**Data extracts**
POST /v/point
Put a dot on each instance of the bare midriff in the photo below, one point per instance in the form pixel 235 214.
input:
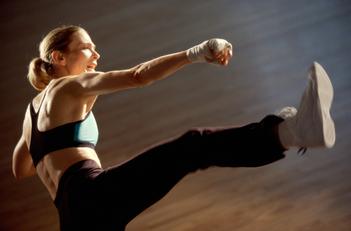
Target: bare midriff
pixel 54 164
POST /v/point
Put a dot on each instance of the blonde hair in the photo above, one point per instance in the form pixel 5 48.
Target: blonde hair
pixel 40 68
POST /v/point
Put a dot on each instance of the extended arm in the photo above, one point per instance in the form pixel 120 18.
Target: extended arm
pixel 159 68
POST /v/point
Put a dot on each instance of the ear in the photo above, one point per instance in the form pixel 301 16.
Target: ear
pixel 57 57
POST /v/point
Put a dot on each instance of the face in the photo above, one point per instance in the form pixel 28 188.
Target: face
pixel 81 55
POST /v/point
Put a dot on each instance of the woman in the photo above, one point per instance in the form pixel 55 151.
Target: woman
pixel 60 132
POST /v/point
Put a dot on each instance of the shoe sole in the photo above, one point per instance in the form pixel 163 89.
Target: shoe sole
pixel 325 98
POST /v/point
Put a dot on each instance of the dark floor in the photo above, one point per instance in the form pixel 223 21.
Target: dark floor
pixel 275 42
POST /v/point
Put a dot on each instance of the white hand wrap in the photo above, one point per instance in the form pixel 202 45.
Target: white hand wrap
pixel 206 50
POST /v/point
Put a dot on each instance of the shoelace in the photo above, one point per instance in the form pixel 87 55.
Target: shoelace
pixel 301 151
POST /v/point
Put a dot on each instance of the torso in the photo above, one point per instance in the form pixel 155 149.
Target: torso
pixel 62 110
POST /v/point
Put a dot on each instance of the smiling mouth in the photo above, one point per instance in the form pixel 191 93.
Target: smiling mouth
pixel 91 67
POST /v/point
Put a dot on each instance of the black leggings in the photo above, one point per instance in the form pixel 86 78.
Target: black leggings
pixel 90 198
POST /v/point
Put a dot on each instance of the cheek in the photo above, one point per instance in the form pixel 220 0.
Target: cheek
pixel 86 53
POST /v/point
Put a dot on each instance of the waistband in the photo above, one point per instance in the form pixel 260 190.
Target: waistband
pixel 76 167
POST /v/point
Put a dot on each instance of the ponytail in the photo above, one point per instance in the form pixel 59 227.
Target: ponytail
pixel 38 75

**Work task**
Wherever an image sits in the data, omit it; everything else must be copied exactly.

**Exercise output**
POST /v/point
Put a dot on each instance of the bare midriff in the photo below, one point per instance in the form pixel 235 214.
input:
Target: bare midriff
pixel 54 164
POST /v/point
Put a dot on each instance of the blonde hair in the photo above, one point per instance in the form pixel 5 48.
Target: blonde hair
pixel 40 68
POST /v/point
Put a dot on each instance of the extended arm in the photo above, one point per instance in the form pixel 120 18.
Target: extended arm
pixel 159 68
POST /v/point
Put a dot on each instance of the ear in the photo above, one point per instance in the form pixel 301 16.
Target: ear
pixel 57 57
POST /v/point
Put a dot on each instance of the face in the photo above, one point per instance in the form pixel 28 188.
Target: face
pixel 81 55
POST /v/point
Put a dot on each instance of the woman in the photo above, one point per instance in the form pixel 55 151.
Target: woman
pixel 60 132
POST /v/point
Put a dot on each instance of the shoe sole in the photo above, one point per instance in the form pixel 163 89.
Target: shoe sole
pixel 325 98
POST /v/point
Put a dot on each instance of the dark floor in the photo above, one point per instance in the form pixel 223 21.
Target: dark floor
pixel 275 42
POST /v/point
Put a dot on each instance of the white hand wrap in the photo above, one point per instance in the form pixel 202 45.
Target: white hand wrap
pixel 206 50
POST /v/point
Put a dot on each instance of the shoelace in the photo above, one point per instance in the form pixel 87 55.
Target: shoelace
pixel 301 151
POST /v/point
Put a dot on each instance of the torso in the photo above, one point per instance in the form pixel 155 149.
Target: torso
pixel 62 110
POST /v/point
Put a dot on each instance of the smiling mouth in the photo above, one point per instance in the form pixel 191 93.
Target: smiling mouth
pixel 91 67
POST /v/point
Put a dot on each instance of the black leggings in the photo above, one point per instance in the form pixel 86 78.
Target: black leggings
pixel 90 198
POST /v/point
Put a dot on each instance of the cheek in the photo above, one point per instance in the form pixel 220 0.
Target: cheek
pixel 86 53
POST /v/point
Put a dot on each instance of the waistband in the photo above, one point per instance in the form pixel 260 190.
Target: waistband
pixel 76 167
POST /v/point
Put a dot on each instance of the ponytail in the photo above, one point per instance in the form pixel 59 227.
Target: ponytail
pixel 38 75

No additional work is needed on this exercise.